Prompt:
Answer these questions about the election commentary:
1. Which two states does it say Huckabee and Obama came from?
2. How did Democratic turnout compare with Republican turnout?
3. In the entrance polls, what percentage of Republican caucus-goers described themselves as Moderate?

+++ Source excerpt +++

So, what does it all mean?

Andrew Sullivan sounds the most optimistic note:

Look at their names: Huckabee and Obama. Both came from nowhere – from Arkansas and Hawaii. Both campaigned as human beings, not programmed campaign robots with messages honed in focus groups. Both faced powerful and monied establishments in both parties. And both are running two variants on the same message: change, uniting America again, saying goodbye to the bitterness of the polarized past, representing ordinary voters against the professionals.

[…]

It is about America. America’s ability to move forward, to unite, to get past the bitter red-and-blue past. That’s what the next generation wants. And they now seem motivated enough to get it.

So, it’s Morning in America. But, as his co-blogger Andrew Sullivan noted just minutes earlier, it’s a dark day for the Republican Party.

Tonight was in many ways devastating news for the GOP. Twice as many people turned out for the Democrats than the Republicans. Clearly independents prefer the Dems.

Now look at how the caucus-goers defined themselves in the entrance polls. Among the Dems: Very Liberal: 18 percent; Somewhat Liberal: 36 percent; Moderate: 40 percent; Conservative: 6 percent. Now check out the Republicans: Very Conservative: 45 percent; Somewhat Conservative: 43 percent; Moderate: 11 percent; Liberal: 1 percent.

+++ Material shown +++

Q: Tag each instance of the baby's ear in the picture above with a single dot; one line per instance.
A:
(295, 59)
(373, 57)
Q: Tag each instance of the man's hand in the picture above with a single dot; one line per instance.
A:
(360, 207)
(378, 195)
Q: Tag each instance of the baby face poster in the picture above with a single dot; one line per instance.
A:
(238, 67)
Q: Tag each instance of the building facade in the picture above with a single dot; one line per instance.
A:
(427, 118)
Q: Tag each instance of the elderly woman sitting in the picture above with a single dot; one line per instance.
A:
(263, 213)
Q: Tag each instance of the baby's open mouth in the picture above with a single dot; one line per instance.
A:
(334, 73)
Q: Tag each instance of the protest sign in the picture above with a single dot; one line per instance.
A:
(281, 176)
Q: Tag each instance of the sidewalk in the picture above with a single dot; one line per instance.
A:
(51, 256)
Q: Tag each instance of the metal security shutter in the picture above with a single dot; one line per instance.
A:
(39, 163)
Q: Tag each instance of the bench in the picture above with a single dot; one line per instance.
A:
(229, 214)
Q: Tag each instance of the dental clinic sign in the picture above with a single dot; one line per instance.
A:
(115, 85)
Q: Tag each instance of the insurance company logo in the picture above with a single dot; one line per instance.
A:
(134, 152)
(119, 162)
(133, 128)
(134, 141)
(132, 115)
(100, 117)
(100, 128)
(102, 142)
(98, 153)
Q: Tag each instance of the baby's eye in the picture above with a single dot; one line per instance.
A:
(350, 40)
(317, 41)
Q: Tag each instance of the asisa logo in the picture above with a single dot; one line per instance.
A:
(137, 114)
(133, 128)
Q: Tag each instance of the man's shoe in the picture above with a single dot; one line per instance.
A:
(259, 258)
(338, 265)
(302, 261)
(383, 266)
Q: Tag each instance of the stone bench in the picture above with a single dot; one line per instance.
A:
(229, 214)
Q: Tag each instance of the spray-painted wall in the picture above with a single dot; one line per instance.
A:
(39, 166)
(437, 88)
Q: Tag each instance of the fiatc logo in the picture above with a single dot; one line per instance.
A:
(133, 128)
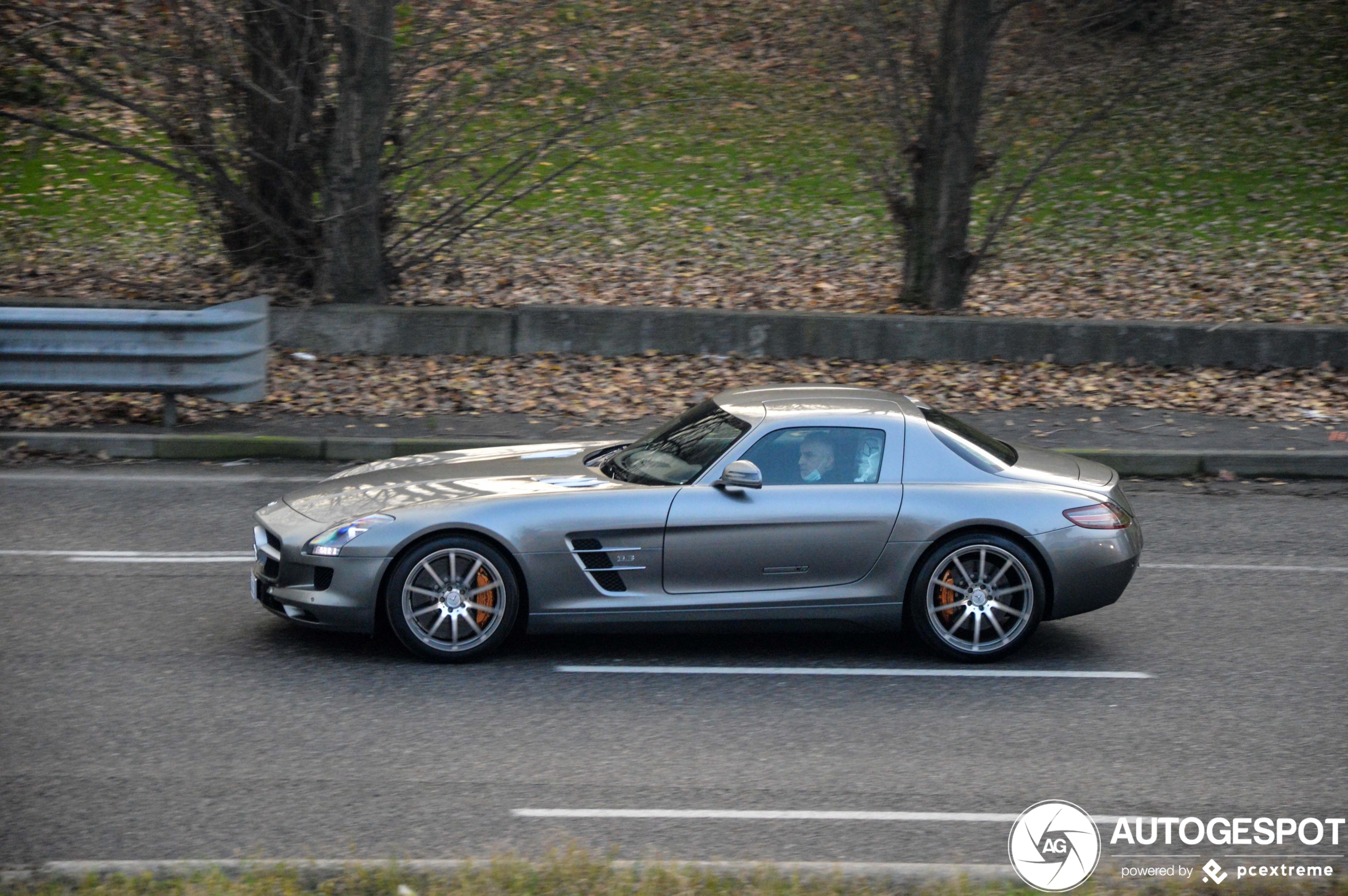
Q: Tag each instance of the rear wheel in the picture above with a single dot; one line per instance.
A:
(978, 598)
(452, 600)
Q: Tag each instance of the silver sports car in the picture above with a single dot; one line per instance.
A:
(809, 506)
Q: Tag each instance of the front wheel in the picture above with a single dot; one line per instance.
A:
(452, 600)
(978, 597)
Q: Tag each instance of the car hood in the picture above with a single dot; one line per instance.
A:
(1037, 465)
(441, 476)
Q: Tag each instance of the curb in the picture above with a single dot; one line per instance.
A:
(315, 448)
(313, 871)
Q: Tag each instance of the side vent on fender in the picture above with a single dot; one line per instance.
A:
(595, 560)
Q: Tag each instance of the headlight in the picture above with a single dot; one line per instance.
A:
(331, 542)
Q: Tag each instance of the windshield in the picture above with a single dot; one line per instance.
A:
(681, 450)
(945, 426)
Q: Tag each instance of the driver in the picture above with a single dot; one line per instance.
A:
(817, 458)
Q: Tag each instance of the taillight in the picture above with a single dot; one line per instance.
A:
(1099, 517)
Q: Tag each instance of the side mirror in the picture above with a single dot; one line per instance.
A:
(742, 475)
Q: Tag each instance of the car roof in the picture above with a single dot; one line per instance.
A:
(789, 399)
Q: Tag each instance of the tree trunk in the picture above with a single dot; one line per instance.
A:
(944, 162)
(286, 54)
(352, 233)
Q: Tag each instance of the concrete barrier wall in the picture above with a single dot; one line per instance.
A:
(871, 337)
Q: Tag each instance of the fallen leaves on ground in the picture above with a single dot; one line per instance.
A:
(606, 390)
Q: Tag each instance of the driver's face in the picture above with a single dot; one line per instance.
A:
(816, 456)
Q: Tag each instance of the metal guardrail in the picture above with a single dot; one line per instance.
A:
(219, 352)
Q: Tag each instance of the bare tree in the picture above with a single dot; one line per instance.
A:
(930, 63)
(339, 142)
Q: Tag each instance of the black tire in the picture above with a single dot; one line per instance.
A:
(977, 600)
(460, 628)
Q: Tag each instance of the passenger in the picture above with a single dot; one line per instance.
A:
(817, 458)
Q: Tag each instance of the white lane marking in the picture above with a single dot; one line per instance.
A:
(772, 815)
(234, 558)
(902, 871)
(863, 672)
(23, 553)
(141, 557)
(1245, 568)
(205, 479)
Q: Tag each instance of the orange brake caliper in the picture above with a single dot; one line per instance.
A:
(486, 598)
(947, 596)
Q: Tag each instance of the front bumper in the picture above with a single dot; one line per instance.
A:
(1090, 568)
(335, 593)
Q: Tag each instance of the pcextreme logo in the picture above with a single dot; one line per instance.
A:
(1055, 845)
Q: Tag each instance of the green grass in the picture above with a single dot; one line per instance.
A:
(740, 170)
(578, 875)
(54, 188)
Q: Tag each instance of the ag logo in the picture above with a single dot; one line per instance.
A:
(1053, 847)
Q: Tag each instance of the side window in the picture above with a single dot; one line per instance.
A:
(825, 455)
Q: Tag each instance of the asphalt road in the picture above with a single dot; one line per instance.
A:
(151, 710)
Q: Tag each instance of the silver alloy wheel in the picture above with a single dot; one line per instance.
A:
(453, 600)
(979, 598)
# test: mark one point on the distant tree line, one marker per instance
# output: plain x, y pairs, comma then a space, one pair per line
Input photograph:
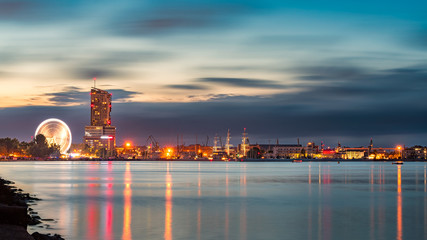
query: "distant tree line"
38, 147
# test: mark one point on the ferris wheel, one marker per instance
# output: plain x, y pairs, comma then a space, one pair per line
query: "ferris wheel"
56, 132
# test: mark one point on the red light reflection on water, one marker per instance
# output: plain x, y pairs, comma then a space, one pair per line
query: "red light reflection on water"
168, 206
109, 204
127, 217
399, 204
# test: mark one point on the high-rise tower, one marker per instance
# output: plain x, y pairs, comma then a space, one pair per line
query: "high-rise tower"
100, 136
100, 107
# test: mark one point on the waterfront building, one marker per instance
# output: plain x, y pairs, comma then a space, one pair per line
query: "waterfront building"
100, 136
415, 152
288, 151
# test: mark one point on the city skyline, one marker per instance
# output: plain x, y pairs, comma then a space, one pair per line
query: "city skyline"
326, 71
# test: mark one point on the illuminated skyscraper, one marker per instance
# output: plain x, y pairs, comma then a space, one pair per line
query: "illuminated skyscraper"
100, 136
100, 107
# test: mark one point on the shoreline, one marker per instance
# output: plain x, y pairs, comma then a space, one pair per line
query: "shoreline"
16, 215
298, 160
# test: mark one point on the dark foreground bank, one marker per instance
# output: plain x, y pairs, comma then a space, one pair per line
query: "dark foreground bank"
15, 214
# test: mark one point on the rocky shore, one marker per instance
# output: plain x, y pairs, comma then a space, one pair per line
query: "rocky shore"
15, 214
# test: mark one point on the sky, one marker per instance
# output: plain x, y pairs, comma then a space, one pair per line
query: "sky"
328, 71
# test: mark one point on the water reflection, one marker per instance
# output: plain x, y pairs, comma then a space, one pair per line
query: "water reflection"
127, 215
399, 203
109, 203
168, 205
92, 211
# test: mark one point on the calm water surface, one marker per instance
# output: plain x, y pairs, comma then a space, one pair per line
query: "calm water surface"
218, 200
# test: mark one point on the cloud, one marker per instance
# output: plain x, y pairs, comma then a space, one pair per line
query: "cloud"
122, 95
242, 82
89, 73
76, 95
187, 87
69, 95
296, 40
170, 17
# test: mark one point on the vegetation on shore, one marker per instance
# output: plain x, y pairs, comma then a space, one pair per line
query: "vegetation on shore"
14, 210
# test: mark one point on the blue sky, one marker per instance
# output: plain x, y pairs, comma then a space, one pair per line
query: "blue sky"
329, 70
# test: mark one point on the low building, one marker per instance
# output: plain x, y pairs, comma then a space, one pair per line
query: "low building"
416, 152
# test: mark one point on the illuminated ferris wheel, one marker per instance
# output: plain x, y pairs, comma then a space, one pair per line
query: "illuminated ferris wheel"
56, 132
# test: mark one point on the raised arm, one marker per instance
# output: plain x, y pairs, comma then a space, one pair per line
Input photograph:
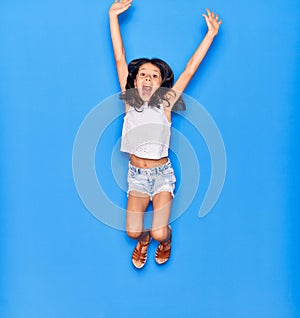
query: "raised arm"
194, 62
117, 8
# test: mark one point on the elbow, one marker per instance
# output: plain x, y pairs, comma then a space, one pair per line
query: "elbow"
190, 70
120, 57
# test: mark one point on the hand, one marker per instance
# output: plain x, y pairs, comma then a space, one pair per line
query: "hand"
212, 22
119, 6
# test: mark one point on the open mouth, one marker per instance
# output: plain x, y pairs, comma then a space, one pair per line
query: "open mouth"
147, 90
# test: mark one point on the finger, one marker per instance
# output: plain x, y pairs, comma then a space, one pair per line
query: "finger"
205, 17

+++

Task answer:
1. Arkansas and Hawaii
2. Twice as many people turned out for the Democrats as for the Republicans.
3. 11 percent